L’histoire politique de la modernité est rythmée de soulèvements plus ou moins
tus contre les conditions de vie indignes imposées par la dictature de
l’économie et de la profitabilité. En voici un écho parmi d’autres. Publié en
1900 dans la Tribune Libre, il nous a touché en raison de l’actualité criante
de ses propositions.
Henri Beylie (pseudonyme de Félix Beaulieu, 1870-1944),
anarchiste antimilitariste, employé de banque puis comptable à Paris, se
rapproche du Montmartre libertaire au milieu des années 1890, et plus
particulièrement du mouvement naturien porté par Henri Zisly et Gravelle,
s’intéressant à un « retour à l’état de nature ». En dépit de ses
approximations historiques, la perspicacité de Beylie ne peut que nous paraître
brutalement contemporaine. Mais là n’est pas l’essentiel, car il se trouve
également dans ce programme de bifurcation les éléments
d’une confiance renouvelée dans les capacités de la volonté, et dans
l’abondance d’une vie où ne règne plus le faux manque.
Quoique nous passions pour des utopistes, pour des
illuminés, aux yeux de ceux qui ont un puissant intérêt à ne pas vouloir nous
comprendre, il n’en est pas moins vrai que nous avons touché dans ses bases les
plus profondes l’état social actuel, et que l’ère d’harmonie et de bonheur que
nous préconisions sera le véritable état, où l’humanité pourra librement
évoluer et se développer en reprenant possession de la Nature d’où l’homme
comme tout ce qui existe n’aurait jamais dû sortir.
Il faut être doué d’une forte dose de mensonge pour
prétendre que les coutumes, préjugés, besoins de toutes sortes que nous nous
sommes créés, sont absolument nécessaires à notre organisme vital, alors que
tout dans la Nature, animaux et végétaux, se meuvent sans aucuns besoins que
ceux essentiellement naturels, qui sont indispensables à la reproduction de
leur espèce.
Il faudrait pourtant s’entendre, et ne pas jouer sur les
mots. Est-il absolument utile pour que l’homme jouisse d’une santé robuste,
d’un bonheur relatif, du contentement de son moi, d’être environné par un Progrès qui,
forcément ne peut être créé qu’au détriment de la forte majorité de
l’humanité ?

====

TÂCHE 1 →
Relève tous les noms de personnes cités dans l'extrait sur le mouvement naturien.
TÂCHE 2 →
Poursuis le texte sur le retour à l'état de nature après sa dernière phrase.
Les entrées ne jouent aucun rôle dans ce travail.

====

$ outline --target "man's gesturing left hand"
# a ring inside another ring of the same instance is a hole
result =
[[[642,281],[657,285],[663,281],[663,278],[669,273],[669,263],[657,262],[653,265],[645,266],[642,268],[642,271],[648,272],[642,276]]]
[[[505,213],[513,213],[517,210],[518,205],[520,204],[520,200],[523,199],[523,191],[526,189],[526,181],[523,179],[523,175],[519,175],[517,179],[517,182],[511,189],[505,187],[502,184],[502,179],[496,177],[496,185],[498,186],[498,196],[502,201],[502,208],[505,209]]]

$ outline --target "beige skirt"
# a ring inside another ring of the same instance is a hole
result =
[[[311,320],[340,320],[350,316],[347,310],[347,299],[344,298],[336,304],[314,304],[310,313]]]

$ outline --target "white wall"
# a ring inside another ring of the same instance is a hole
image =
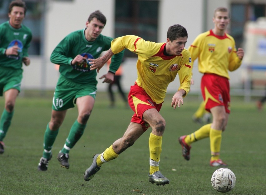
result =
[[[187,48],[200,33],[213,27],[212,18],[213,11],[218,7],[228,7],[229,0],[161,0],[159,10],[158,42],[165,42],[169,26],[179,24],[187,29],[188,33]],[[71,32],[85,27],[85,23],[90,14],[100,10],[106,16],[107,22],[103,29],[103,34],[113,37],[114,34],[114,0],[76,0],[72,2],[47,1],[47,15],[44,28],[45,55],[42,57],[30,57],[32,63],[28,67],[24,68],[22,89],[53,89],[59,76],[54,64],[50,61],[50,56],[55,47],[66,36]],[[205,7],[207,5],[207,7]],[[104,6],[103,5],[104,5]],[[207,14],[205,14],[207,13]],[[207,20],[205,20],[205,17]],[[136,78],[135,63],[136,59],[130,58],[125,62],[123,66],[124,76],[122,82],[124,88],[129,90]],[[104,68],[101,70],[99,77],[105,73]],[[237,71],[236,71],[237,72]],[[201,74],[197,70],[196,63],[193,70],[195,84],[191,86],[191,92],[200,92]],[[238,75],[236,72],[237,82]],[[179,85],[178,78],[170,83],[168,91],[175,92]],[[106,83],[99,81],[98,90],[105,90]]]

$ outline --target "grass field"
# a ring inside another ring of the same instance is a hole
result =
[[[150,129],[117,159],[104,164],[92,179],[84,180],[84,172],[91,164],[93,154],[102,152],[122,136],[133,113],[121,102],[116,108],[108,108],[108,97],[104,93],[97,94],[83,136],[70,151],[70,168],[61,168],[56,156],[76,118],[76,108],[68,111],[54,145],[54,156],[48,170],[38,171],[43,134],[51,116],[52,95],[42,98],[32,95],[25,93],[24,97],[18,98],[4,140],[6,147],[0,155],[0,194],[220,194],[211,184],[211,176],[218,168],[209,165],[209,139],[193,144],[189,161],[182,156],[177,141],[180,136],[200,127],[191,119],[200,103],[197,97],[188,96],[184,104],[175,110],[170,106],[171,95],[165,99],[160,112],[166,126],[160,169],[170,182],[157,186],[148,181]],[[228,168],[237,178],[234,188],[227,194],[265,194],[266,109],[259,112],[254,102],[247,103],[242,99],[232,98],[231,113],[223,135],[221,158],[229,164]],[[1,112],[3,105],[2,97]]]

====

RÉSULTAT 1 →
Henri Beylie, Félix Beaulieu, Henri Zisly, Gravelle

RÉSULTAT 2 →
L’individu sensé répondra Non. En effet, à
l’époque où les premiers habitants du globe, répandus sur la terre, se
livraient aux plaisirs de la chasse, pour assurer leurs nourritures aux travaux
d’agréments pour la bonne constitution de leur santé, il est évident qu’ils
n’avaient nullement besoin pour se satisfaire de tout le luxe superflu qui nous
environne de nos jours. S’en portaient-ils plus mal ? Cela leur
enlevait-il la somme de jouissances dont ils avaient besoin ? Non, par
cela même qu’ils ignoraient ce dont nous avons besoin pour satisfaire notre
pauvre organisme bien affaibli.
Prenons comme point de comparaison, entre mille — car
nous pourrions discuter point par point toute notre société —, ce qui a rapport
aux éléments les plus nécessaires à la conservation de l’individu : la
nourriture, le logement et le vêtement.
La Nature suffit-elle abondamment à la nourriture de
l’homme ? Y a-t-il assez d’éléments nutritifs pour que dans chaque pays
chaque être trouve sa pâture assurée ? Personne n’ignore que la France
peut nourrir trois fois le nombre d’habitants qu’elle renferme, les plantes
originaires du pays, les animaux qui la compose, suffiraient amplement à donner
à chacun non seulement le nécessaire mais encore l’abondance qu’aucune société
policée ne pourra nous procurer. Le libre développement de la reproduction
animale nous est garant de la quantité de bétail qui subviendra à nos premiers
besoins. Actuellement, la vente des animaux domestiqués, fournit en grande
quantité le nécessaire de l’homme, mais comme le commerce et la spéculation
s’emploient à qui mieux mieux pour nous procurer cette denrée, il en résulte
que la basse classe, celle qui produit tout et ne récolte presque
rien, se voit forcée de se contenter des morceaux de qualité inférieure et cela
même à très petite quantité. La majeure partie des travailleurs ne se nourrit
que de légumes, et ne voit de la viande que de temps à autre, ou, relativement
chaque jour, dans une proportion très faible.
Quant au logement, je crois qu’il n’est pas absolument
nécessaire de faire une longue démonstration. Les grands centres avec leurs
casernes de six et sept étages, où sont empilés dans une atmosphère répugnante
des centaines d’individus dans des taudis infects, sont encore un des progrès
que le génie humain a conçu.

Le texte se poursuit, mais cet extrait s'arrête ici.